**Your task**
Can you rewrite every entry below with "olive tree" replaced by "fig tree", leaving everything else unchanged and the pictures out?

**Recorded information**

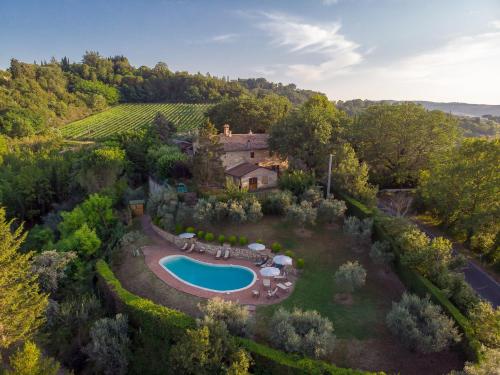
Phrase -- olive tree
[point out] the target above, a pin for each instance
(304, 332)
(421, 325)
(234, 315)
(302, 214)
(50, 266)
(109, 345)
(381, 253)
(485, 321)
(331, 209)
(350, 276)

**Full output**
Phrase -- fig tree
[point out] the target above, a pin for each instance
(304, 332)
(421, 325)
(234, 315)
(302, 214)
(50, 266)
(109, 345)
(381, 253)
(485, 321)
(331, 209)
(350, 276)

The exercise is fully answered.